● What needs to be done
Write out each of the following items word for word, changing nothing.

● Exercise inputs
+++++
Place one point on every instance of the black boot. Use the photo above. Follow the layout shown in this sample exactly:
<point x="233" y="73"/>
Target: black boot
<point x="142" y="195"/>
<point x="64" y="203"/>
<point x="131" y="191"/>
+++++
● Problem solution
Place one point on every instance of the black boot. Use the photo above. Follow the layout shown in this sample exactly:
<point x="233" y="73"/>
Target: black boot
<point x="142" y="195"/>
<point x="64" y="203"/>
<point x="131" y="191"/>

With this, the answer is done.